» **DOCUMENT SEGMENT**:
----------------

ADLS GEN 2 doesn’t yet support delete blob action https://docs.microsoft.com/en-us/azure/storage/blobs/data-lake-storage-known-issues

NikP
Aug 6, 2020

Now, Lifecycle management is supported for accounts that have a hierarchical namespace for General-purpose V2. With this, you can reduce the delete activity (less cost even it is negligible for a pipeline). However, I would prefer to use delete activity in ADF to make sure that they got deleted after I load them to database. Better than auto delete through lifecycle. For me, given answer is correct based on requirement.

ThijsN
Jan 16, 2021

Both ADF with delete or storage with lifecyle will work. I literally build the last one this week. I think that is the best solution as this is the cheapest and easiest. Doesn't cost anything to run, to build or to maintain.

----------------

[Pointing records]

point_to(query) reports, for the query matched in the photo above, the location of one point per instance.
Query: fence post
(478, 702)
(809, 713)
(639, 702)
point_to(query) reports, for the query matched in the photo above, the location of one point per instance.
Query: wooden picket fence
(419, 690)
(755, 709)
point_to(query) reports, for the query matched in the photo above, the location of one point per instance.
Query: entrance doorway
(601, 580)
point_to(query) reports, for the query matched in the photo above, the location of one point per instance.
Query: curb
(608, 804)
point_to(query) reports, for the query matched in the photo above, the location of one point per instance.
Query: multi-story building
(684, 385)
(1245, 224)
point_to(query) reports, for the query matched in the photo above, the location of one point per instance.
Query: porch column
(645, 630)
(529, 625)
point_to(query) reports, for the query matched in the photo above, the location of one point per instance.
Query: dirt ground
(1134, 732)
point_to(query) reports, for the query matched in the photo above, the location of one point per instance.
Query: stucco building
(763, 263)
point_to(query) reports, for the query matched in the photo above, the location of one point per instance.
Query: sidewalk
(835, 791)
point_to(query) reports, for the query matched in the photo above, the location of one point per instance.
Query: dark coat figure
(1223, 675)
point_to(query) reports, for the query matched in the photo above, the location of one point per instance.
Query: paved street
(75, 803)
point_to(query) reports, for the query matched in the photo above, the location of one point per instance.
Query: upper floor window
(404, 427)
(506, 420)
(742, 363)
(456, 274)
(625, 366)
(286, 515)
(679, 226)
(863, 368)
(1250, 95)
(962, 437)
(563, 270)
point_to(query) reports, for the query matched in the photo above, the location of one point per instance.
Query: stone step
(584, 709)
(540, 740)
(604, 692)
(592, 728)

----------------

» **AIM 1**: In the forum thread about deleting data in ADLS Gen 2, list every activity that ThijsN says the lifecycle approach costs nothing for.
» **AIM 2**: Pick up the forum thread about deleting data in ADLS Gen 2 and continue it from the point where it stops.

» **TASK OUTPUT 1**: Running it, building it, and maintaining it.

» **TASK OUTPUT 2**:
NasRim
Feb 22, 2021

lifecycle management is available in ADLS from July 31, 2020 https://azure.microsoft.com/en-us/updates/lifecycle-management-for-azure-data-lake-storage-is-now-generally-available/

Needium
Mar 8, 2021

The prefered option should be Az Storage and life cycle management rule

kn_shn
Jun 25, 2021

From older comments, ADF + Delete and Azure Storage + Lifecycle management rule seem to have similar functionality to remove files. However there is a difference: Liftcycle is defined based on the creation of the file, and in this question and context, it says:" Files that have a modified date that is older than 14 days must be removed". i.e. the file removal is based on the modified date. As BungyTex confirmed below, ADF + Delete can achieve this objective and the answer is correct.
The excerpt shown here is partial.